- DOCUMENT EXTRACT:
(begin)

Additionally, an integrated memory controller would call for a new socket spec, which means they can increase the amount of power drawn from the socket. This allows Intel to continue ramping up the clockspeed, while AMD will still be stuck at about 2.6 GHz with their outdated Athlon architecture.

I wouldn't be surprised at all if the next Athlon borrows heavily from the P4's ideas, and adopt things like trace cache, double-pumped ALUs, HyperThreading, and ofcourse a longer pipeline to increase clockspeed.

I think both the P4 and Athlon64 have potential, but the Athlon64 needs a redesign of the core, while the P4 needs relatively simple modifications to move ahead.
 
Scali said:
I disagree. I think that a P4 with integrated memory controller can beat an Athlon64.
Additionally, an integrated memory controller would call for a new socket spec, which means they can increase the amount of power drawn from the socket. This allows Intel to continue ramping up the clockspeed, while AMD will still be stuck at about 2.6 GHz with their outdated Athlon architecture.

You honestly believe Intel can implement an integrated controller in the current P4 design while maintaining 3.6Ghz and minimizing heat levels? Or would a clock speed reduction be in order?
 
Scali said:
I disagree. I think that a P4 with integrated memory controller can beat an Athlon64.
Additionally, an integrated memory controller would call for a new socket spec, which means they can increase the amount of power drawn from the socket.
AFAIK, the LGA775 socket can easily deliver enough power to supply a dual-core Prescott (!); the problems with Prescott's power comsumption or clock speed are not a result of inadequate socket design and not solved with a new socket.
This allows Intel to continue ramping up the clockspeed, while AMD will still be stuck at about 2.6 GHz with their outdated Athlon architecture.
Both Intel and AMD have been quite slow at ramping their clock speeds over the last 2 or so years - why would things change for Intel and not AMD?
I wouldn't be surprised at all if the next Athlon borrows heavily from the P4's ideas, and adopt things like trace cache, double-pumped ALUs, HyperThreading, and ofcourse a longer pipeline to increase clockspeed.
The Prescott ALUs apparently are not double-pumped anymore; at least according to Intel documents, there are no longer any ALU instructions that can be executed in 1/2 cycle - AFAIK, the design of the double-pumpred ALUs didn't lend itself to 64-bit operation. Hyperthreading is very tricky to get right, and tends to cause problems with the cache (2 sets => working set of data doubles => more cache misses => a much smaller performance increment than one might expect).
I think both the P4 and Athlon64 have potential, but the Athlon64 needs a redesign of the core, while the P4 needs relatively simple modifications to move ahead.
 
Scali said:
I think it's naive to think that Intel didn't try to improve the performance per clock. Obviously Intel has a team of highly qualified professionals, who don't leave a stone unturned when it comes to improving performance.

I don't think anyone is questioning the technical expertise of NetBurst's designers. But CPU-designers must work with preliminary (i.e. predicted educated guesses) performance models of their targeted fabrication-process. I.e., they plan the microarchitecture around a certain set of 'process design rules.' By the time the design-team reaches the 'tape-out' milestone, the foundry-guys are just ramping up pilot runs and sample silicon; everyone just crosses their fingers and hopes the development-models aren't too different from actual lab-silicon.

(end)

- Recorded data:

(begin)

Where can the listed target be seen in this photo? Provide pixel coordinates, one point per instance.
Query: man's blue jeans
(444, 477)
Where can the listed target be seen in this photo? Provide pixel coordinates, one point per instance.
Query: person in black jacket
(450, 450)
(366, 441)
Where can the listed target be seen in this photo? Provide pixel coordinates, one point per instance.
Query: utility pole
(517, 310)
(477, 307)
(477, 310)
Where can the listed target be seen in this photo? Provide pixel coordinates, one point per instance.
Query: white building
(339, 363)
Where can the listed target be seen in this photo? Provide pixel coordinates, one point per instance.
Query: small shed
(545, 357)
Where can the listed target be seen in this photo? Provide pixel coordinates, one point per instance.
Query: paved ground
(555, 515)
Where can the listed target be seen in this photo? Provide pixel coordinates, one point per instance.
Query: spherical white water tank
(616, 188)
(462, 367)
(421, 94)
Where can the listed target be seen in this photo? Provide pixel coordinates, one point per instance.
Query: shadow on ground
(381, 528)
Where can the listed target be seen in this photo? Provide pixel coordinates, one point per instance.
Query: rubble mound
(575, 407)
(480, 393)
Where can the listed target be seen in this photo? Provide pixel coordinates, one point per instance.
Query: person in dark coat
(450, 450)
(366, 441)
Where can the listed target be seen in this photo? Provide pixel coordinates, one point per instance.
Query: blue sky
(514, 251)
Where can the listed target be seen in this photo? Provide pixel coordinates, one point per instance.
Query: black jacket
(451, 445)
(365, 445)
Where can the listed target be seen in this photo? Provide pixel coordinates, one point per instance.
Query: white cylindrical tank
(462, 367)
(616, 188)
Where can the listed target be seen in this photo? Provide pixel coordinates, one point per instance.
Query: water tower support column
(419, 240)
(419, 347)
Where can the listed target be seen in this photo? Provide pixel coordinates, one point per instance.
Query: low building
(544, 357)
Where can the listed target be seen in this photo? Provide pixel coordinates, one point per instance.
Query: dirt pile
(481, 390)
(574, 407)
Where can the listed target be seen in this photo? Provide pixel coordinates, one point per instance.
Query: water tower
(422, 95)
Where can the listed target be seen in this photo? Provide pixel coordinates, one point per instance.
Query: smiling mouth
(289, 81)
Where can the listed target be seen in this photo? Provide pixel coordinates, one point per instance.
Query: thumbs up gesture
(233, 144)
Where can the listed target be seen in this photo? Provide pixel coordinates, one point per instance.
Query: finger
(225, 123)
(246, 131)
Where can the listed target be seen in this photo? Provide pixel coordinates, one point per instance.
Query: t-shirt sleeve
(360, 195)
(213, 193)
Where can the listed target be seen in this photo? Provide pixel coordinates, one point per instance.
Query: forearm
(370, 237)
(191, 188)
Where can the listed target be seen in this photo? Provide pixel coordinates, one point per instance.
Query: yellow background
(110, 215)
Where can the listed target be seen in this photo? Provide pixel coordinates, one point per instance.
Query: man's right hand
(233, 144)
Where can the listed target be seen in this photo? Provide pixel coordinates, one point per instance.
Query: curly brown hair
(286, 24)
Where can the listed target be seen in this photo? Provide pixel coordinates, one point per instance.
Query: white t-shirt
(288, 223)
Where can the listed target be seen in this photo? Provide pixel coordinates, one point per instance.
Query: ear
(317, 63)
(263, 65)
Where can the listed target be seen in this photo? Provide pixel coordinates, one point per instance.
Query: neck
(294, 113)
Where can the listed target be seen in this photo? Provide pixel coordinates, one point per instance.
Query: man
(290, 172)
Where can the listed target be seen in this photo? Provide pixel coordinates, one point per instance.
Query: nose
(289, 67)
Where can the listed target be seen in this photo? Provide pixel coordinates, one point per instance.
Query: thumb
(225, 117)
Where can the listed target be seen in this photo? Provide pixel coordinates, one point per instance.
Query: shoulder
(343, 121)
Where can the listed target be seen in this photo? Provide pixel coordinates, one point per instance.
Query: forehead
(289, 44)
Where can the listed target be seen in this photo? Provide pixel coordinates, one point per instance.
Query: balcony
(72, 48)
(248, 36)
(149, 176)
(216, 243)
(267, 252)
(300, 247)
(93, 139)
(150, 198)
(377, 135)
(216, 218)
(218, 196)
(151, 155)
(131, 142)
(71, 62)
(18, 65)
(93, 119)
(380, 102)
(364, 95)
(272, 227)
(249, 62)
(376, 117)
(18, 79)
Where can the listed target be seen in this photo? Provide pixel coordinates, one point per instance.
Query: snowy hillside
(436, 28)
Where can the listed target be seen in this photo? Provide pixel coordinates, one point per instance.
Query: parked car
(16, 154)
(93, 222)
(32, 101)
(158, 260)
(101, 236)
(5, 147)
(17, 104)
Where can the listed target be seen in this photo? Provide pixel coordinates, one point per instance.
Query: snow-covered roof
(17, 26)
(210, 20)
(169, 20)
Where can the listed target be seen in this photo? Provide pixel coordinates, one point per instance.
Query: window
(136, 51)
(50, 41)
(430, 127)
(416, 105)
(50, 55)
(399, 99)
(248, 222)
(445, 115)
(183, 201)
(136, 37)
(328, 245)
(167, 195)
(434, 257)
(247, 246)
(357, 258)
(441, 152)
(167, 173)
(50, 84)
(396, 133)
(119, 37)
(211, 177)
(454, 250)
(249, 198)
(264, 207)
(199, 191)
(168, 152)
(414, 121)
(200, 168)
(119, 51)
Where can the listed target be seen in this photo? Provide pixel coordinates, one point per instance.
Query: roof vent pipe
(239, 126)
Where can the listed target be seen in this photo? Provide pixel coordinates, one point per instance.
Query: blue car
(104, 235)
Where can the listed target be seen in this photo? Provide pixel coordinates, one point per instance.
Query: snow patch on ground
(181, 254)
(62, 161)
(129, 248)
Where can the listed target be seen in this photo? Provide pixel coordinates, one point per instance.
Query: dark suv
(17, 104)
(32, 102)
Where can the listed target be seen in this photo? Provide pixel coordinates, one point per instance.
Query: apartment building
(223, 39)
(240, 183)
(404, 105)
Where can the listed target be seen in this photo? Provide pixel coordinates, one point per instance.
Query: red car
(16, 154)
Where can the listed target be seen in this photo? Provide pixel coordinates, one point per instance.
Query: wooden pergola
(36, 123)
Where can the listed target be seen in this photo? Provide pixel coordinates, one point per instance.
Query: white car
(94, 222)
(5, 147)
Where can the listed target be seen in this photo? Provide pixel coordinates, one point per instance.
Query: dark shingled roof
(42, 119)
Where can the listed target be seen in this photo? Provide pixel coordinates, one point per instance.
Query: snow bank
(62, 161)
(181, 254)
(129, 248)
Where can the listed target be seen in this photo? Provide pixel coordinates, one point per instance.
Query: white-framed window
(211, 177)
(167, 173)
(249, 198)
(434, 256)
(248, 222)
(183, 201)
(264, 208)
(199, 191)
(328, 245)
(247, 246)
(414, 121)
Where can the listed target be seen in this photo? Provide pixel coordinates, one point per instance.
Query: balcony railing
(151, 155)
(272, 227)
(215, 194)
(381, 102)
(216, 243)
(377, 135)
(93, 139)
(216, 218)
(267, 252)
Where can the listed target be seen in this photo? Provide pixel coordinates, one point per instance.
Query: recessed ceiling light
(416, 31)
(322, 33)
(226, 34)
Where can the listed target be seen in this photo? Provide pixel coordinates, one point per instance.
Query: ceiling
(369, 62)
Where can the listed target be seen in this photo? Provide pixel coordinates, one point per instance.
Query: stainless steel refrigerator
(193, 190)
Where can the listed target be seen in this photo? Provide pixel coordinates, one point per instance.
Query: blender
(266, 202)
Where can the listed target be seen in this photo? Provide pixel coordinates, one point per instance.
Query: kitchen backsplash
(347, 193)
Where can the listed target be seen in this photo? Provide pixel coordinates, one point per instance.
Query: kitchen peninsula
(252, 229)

(end)

- TO DO:
[A] In the processor discussion, which socket is said to deliver enough power to supply a dual-core Prescott?
[B] Write the next part of the processor discussion, picking up after its last sentence.

- PER-TASK ANSWERS:
[A] The LGA775 socket.

[B]
Nothing is worse than finding out your ALU-pipeline, which performed to the limits of your design goals in simulation, suddenly burns 2X power, misses the clock-target by -20%, etc. "But all our practice wafers with SRAM-cells performed so accurately!" With the insane level of manually place&routed structures in a modern CPU, it's too late to redo the architecture, and even simple point-tweaks are a real chore.

If Intel's designers knew back then what they know now, I doubt they'd have invested so much effort in lengthening (from 20 -> 31 stages) the Netburst pipeline -- the CPU's power-dissipation limits the max-frqeuency anyway.

Obviously the P4 is designed in the way that Intel thought would give the best performance. They just happened to choose a different compromise in terms of clockspeed and IPC than AMD. Actually, AMD uses the same compromise as Intel used for their PIII, so AMD is still behind on developments. It just happens to work out to their advantage at this time.

With Intel canning the 4GHz Prescott, it's clear even Intel feels a frequency-oriented microarchitecture (Netburst) has hit a brick wall. Maybe a future fab-process (45nm?!?) with better clock-scalability will once again tip the favor toward high-clock, deep-pipeline architectures. But for the forseeable future, it looks like *both* vendors are pursuing performance-boosts through alternative means (dual-core.) I don't expect AMD to pursue the road Intel just abandoned!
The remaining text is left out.